[Data collected from a set]
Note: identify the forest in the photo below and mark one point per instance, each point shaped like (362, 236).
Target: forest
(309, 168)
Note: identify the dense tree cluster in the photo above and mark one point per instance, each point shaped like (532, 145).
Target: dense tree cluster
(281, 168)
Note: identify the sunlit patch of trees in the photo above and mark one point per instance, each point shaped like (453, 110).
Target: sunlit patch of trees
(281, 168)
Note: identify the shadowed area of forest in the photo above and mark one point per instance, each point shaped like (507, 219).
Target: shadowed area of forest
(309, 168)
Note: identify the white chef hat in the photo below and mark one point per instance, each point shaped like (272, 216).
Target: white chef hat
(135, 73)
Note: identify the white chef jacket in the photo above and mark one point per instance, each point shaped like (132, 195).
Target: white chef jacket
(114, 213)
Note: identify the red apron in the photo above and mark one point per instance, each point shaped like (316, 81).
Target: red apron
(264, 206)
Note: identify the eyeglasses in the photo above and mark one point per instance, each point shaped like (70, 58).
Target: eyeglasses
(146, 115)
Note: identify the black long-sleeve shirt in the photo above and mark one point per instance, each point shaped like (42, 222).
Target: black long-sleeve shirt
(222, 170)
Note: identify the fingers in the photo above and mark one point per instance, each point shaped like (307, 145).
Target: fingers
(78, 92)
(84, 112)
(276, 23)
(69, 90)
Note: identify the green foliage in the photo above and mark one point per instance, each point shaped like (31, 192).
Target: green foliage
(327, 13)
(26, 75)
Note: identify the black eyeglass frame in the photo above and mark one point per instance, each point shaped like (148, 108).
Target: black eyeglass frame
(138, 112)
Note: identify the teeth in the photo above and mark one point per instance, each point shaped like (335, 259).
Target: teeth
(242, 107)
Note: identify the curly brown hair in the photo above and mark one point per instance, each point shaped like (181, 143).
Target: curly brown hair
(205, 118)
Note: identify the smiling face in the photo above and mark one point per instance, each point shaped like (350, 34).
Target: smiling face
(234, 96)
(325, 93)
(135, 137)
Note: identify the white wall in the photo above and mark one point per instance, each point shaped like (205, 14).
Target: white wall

Goal of the exercise
Retype every item above verbatim, line for line, with no changes.

Expected answer
Note: identify the forest in the photo below and mark one point per instance, each point shaped like (362, 236).
Target: forest
(309, 168)
Note: identify the dense tree cluster in the photo above and mark one point per instance, each point shaped like (532, 145).
Target: dense tree cluster
(281, 168)
Note: identify the sunlit patch of trees in the photo above and mark one point per instance, each point shaped like (453, 110).
Target: sunlit patch of trees
(281, 168)
Note: identify the shadowed area of forest in the photo above and mark one point per instance, each point shaped like (507, 219).
Target: shadowed area of forest
(309, 168)
Note: identify the white chef hat in the photo below and mark one point per instance, each point shaped like (272, 216).
Target: white chef hat
(135, 73)
Note: identify the white chef jacket in the photo above and mark one point per instance, each point shaped like (132, 195).
Target: white chef jacket
(114, 213)
Note: identify the red apron in the photo above and mark one point per instance, each point shaped like (316, 81).
Target: red apron
(264, 206)
Note: identify the eyeglasses in the photo above and mark one point per instance, each point shaped like (70, 58).
Target: eyeglasses
(146, 115)
Note: identify the black long-sleeve shirt in the photo above and mark one point per instance, each point shaped like (42, 222).
Target: black long-sleeve shirt
(222, 170)
Note: identify the fingers in the photo above and mark one point per instance, each point shaped like (307, 145).
Target: fingers
(78, 92)
(84, 112)
(276, 23)
(69, 90)
Note: identify the green foliage in the photo above and mark one point per instance, each point shaped like (31, 192).
Target: green foliage
(327, 13)
(26, 75)
Note: identify the black eyeglass frame in the photo above and mark one point per instance, each point shaped like (148, 108).
Target: black eyeglass frame
(138, 112)
Note: identify the teeth in the photo above and mark one point per instance, each point shaped like (335, 259).
Target: teeth
(242, 107)
Note: identify the curly brown hair in the photo above and mark one point per instance, each point shaped like (181, 143).
Target: curly brown hair
(205, 118)
Note: identify the smiling face in the photo above and mark one point per instance, each point shaped like (350, 34).
Target: smiling face
(234, 96)
(325, 93)
(135, 137)
Note: identify the white wall in the photo above and mark one point per instance, each point shaped like (205, 14).
Target: white wall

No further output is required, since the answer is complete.